## THE REQUEST:
Render the listing below, from its first line through the line containing "[[369, 258]]" (both ends included), as a Markdown table with the columns "No." and "Text". Give each line its own numbered row and omit blank lines.

Collection entries:
================

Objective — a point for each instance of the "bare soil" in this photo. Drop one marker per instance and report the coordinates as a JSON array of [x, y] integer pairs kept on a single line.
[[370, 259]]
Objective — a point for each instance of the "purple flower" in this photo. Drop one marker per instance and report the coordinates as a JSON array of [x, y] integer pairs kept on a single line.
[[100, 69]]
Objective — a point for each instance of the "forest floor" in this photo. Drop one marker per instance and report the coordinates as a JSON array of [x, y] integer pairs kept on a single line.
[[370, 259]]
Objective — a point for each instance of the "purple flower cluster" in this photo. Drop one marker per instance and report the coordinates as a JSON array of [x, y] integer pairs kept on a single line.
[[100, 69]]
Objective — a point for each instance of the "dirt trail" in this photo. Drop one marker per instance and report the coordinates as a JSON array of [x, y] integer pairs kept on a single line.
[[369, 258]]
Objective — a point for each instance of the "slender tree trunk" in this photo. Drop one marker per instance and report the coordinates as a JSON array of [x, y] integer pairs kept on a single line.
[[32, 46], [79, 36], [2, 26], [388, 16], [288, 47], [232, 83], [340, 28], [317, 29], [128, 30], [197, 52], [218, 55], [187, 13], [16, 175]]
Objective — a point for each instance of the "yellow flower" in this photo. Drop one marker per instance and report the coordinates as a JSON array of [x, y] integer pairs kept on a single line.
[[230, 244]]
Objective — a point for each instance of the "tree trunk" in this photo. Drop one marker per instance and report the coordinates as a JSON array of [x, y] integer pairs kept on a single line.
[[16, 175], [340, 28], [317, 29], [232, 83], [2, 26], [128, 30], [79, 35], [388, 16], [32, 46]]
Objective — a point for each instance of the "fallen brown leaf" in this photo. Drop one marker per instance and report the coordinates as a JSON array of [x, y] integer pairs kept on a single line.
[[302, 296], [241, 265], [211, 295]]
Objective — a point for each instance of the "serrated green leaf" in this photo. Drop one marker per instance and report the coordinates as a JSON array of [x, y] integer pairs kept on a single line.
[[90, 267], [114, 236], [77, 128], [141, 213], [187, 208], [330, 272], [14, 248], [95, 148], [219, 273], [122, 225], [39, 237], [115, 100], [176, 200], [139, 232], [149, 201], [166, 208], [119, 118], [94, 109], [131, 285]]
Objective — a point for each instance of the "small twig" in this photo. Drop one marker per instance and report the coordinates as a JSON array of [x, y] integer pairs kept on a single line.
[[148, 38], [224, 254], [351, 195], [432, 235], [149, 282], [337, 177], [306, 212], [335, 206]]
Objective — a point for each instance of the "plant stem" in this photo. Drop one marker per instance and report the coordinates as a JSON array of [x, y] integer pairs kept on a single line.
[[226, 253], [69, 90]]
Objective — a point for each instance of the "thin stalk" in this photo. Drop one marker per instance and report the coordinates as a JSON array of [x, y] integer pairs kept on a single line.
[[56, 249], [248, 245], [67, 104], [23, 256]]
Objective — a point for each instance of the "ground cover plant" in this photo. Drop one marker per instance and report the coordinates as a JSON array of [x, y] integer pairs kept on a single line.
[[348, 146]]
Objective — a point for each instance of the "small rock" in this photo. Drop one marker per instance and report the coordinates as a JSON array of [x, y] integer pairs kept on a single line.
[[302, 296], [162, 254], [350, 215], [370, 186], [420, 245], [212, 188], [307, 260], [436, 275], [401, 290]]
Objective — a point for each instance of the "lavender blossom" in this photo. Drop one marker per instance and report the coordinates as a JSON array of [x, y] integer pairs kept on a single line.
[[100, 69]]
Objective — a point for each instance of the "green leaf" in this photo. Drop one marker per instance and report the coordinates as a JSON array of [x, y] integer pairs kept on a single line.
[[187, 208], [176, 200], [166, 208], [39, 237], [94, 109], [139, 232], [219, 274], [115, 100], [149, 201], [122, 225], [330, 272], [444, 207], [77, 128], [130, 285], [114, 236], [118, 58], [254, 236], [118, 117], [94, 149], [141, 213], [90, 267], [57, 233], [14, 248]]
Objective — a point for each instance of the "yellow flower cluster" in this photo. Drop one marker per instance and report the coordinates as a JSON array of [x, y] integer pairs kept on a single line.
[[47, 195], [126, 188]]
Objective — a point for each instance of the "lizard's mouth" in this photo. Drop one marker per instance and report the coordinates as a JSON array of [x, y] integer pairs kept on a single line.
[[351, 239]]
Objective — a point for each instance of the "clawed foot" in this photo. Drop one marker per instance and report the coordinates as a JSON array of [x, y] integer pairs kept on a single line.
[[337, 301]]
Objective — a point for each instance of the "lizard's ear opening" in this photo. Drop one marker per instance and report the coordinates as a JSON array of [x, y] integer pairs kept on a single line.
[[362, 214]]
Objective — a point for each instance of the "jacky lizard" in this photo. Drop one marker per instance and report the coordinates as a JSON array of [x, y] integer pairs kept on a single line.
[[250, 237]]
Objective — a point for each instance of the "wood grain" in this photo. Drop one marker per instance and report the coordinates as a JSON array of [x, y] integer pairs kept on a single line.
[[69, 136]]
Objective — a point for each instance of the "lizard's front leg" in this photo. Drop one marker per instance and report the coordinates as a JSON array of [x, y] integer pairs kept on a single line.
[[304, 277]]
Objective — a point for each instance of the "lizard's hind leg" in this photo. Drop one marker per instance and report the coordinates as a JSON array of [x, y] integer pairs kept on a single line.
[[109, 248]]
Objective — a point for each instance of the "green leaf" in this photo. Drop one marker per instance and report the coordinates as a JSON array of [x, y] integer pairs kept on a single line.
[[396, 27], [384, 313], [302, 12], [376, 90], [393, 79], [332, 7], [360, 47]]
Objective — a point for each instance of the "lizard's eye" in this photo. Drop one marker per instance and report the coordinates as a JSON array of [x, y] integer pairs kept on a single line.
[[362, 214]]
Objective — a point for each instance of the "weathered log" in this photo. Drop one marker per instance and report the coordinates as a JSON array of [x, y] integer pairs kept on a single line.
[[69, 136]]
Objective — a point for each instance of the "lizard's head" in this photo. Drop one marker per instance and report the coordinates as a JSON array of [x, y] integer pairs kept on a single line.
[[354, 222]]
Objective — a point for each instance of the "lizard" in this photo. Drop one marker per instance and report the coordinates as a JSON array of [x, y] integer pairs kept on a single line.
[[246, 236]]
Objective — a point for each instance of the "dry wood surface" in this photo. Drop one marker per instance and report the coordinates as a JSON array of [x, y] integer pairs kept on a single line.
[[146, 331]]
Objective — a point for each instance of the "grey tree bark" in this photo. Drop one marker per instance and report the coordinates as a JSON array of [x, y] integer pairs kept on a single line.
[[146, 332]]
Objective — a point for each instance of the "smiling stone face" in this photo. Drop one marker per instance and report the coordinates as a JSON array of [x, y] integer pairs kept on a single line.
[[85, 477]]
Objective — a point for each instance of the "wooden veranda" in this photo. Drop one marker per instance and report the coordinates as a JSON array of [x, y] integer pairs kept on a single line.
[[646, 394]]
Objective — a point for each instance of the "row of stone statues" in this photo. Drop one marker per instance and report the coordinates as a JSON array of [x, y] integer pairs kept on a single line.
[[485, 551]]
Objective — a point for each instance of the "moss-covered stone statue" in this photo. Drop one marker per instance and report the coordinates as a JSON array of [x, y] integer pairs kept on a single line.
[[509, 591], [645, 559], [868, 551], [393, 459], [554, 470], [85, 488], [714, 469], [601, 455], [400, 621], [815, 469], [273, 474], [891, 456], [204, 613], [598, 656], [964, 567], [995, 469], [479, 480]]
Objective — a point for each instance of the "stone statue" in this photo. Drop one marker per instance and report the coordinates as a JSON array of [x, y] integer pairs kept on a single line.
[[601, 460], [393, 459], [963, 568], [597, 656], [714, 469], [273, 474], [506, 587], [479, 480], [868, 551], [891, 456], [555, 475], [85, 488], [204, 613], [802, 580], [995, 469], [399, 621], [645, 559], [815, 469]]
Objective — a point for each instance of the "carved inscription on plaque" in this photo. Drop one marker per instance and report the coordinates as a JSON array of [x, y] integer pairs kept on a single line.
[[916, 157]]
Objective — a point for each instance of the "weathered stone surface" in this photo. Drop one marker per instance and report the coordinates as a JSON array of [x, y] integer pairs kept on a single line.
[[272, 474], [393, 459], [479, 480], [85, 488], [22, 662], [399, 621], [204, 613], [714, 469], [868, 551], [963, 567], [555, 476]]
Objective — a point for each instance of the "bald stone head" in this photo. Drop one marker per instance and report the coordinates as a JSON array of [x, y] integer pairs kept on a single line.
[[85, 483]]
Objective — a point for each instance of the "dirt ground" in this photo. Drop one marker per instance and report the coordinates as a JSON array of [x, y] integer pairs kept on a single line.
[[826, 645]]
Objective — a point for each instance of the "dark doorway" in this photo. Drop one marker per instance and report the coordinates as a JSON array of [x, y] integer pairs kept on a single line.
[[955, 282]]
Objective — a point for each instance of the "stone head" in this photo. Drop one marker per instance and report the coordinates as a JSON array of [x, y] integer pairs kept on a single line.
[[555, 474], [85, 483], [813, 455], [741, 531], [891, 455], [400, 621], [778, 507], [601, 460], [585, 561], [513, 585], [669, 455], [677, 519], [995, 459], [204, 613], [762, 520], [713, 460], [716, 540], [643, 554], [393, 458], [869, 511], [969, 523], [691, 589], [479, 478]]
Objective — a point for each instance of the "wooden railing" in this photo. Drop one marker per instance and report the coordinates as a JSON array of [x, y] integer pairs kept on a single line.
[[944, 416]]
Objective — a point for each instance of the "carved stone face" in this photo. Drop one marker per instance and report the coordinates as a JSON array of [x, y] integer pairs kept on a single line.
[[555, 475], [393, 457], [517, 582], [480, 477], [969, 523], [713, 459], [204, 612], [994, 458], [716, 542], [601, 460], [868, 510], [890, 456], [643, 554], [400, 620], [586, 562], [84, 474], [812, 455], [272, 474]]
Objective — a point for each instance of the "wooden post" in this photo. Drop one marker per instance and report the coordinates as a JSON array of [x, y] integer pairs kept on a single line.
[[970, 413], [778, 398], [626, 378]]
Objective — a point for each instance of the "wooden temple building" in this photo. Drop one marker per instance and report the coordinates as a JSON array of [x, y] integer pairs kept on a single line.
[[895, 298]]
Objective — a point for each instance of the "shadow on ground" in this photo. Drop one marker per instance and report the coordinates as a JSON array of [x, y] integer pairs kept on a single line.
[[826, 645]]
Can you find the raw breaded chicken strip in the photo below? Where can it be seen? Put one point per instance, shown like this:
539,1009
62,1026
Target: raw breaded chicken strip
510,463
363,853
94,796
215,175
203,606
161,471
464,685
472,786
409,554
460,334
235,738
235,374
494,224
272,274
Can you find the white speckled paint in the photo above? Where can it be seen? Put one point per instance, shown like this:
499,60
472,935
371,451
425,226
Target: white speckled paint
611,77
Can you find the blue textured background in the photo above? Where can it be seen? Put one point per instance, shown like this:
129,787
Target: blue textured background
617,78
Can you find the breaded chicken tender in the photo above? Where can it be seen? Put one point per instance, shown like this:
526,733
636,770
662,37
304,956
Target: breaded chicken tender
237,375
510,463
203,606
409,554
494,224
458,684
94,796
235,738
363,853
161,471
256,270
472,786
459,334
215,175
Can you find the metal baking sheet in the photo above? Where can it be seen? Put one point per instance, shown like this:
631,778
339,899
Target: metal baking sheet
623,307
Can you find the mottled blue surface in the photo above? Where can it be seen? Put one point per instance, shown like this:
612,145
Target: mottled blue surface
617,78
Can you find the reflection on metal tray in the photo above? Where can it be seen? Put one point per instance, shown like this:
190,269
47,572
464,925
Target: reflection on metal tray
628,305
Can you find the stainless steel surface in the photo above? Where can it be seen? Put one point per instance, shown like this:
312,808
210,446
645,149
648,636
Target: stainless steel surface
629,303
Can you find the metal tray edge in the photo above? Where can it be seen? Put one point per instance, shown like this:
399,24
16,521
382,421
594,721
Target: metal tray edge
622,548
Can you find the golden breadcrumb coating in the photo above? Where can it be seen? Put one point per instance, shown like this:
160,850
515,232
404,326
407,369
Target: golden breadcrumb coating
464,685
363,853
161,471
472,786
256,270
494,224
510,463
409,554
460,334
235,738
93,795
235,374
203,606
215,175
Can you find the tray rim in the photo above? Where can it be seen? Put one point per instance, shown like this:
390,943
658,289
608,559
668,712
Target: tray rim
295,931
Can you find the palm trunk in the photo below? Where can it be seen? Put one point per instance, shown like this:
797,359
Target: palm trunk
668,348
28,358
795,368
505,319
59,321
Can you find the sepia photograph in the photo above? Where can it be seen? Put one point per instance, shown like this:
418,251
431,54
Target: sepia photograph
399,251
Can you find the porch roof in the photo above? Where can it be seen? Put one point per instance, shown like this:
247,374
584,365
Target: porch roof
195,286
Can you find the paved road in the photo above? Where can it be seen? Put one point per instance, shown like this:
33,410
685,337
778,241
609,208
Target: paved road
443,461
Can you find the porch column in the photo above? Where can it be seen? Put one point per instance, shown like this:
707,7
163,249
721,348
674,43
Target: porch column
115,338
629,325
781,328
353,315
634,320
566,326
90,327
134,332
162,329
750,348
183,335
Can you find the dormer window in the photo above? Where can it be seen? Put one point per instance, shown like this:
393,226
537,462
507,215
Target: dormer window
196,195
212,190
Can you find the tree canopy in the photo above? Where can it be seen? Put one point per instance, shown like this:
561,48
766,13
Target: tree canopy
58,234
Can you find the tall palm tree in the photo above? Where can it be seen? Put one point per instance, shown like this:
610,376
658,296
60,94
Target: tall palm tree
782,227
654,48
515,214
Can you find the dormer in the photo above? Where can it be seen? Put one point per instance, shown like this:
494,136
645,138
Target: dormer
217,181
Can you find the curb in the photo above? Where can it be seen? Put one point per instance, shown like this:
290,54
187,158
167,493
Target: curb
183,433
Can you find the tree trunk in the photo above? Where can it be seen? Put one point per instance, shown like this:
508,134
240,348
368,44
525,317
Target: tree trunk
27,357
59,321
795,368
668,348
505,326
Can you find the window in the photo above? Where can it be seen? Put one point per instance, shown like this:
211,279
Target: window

================

## OUTPUT OF THE TASK:
| No. | Text |
|---|---|
| 1 | Objective — a point for each instance of the "bare soil" in this photo. Drop one marker per instance and report the coordinates as a JSON array of [x, y] integer pairs kept on a single line. |
| 2 | [[370, 259]] |
| 3 | Objective — a point for each instance of the "purple flower" in this photo. Drop one marker per instance and report the coordinates as a JSON array of [x, y] integer pairs kept on a single line. |
| 4 | [[100, 69]] |
| 5 | Objective — a point for each instance of the "forest floor" in this photo. Drop one marker per instance and report the coordinates as a JSON array of [x, y] integer pairs kept on a single line. |
| 6 | [[370, 259]] |
| 7 | Objective — a point for each instance of the "purple flower cluster" in this photo. Drop one marker per instance and report the coordinates as a JSON array of [x, y] integer pairs kept on a single line. |
| 8 | [[100, 69]] |
| 9 | Objective — a point for each instance of the "dirt trail" in this photo. Drop one marker per instance and report the coordinates as a JSON array of [x, y] integer pairs kept on a single line. |
| 10 | [[369, 258]] |